→ EXERCISE:
This exercise needs all of the entries set down again, exactly as they read.

Referring expression pointing data:
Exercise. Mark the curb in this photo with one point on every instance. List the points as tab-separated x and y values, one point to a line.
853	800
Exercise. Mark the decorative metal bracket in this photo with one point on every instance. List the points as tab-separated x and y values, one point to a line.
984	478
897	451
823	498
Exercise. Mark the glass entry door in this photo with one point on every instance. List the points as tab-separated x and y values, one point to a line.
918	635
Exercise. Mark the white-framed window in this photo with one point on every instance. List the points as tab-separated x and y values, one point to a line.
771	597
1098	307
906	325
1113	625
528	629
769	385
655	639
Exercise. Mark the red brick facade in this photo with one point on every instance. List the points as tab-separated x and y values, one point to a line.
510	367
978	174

→ RESPONSE FOR THIS EXERCISE:
Exercise. Mark the curb in this photo with one point on every instance. List the points as tab-separated x and y values, one point to a line.
853	800
Exercise. Mark the decorative metal bracket in this photo with one point on every instance. List the points as tab-separated x and y values, one point to a line.
984	478
897	451
823	498
Exercise. Mark the glass entry door in this photo with one point on every instance. List the points as tab-separated x and y values, one point to a line.
918	635
Exercise. Mark the white-framed window in this photo with one point on every instance. List the points as tab-separated x and y values, one point to a line.
771	597
1098	307
906	325
1113	625
528	629
769	385
655	639
Exercise. Mark the red brick facade in this photo with one point on every instance. List the points as tab-separated x and y values, one point to a line.
510	367
978	174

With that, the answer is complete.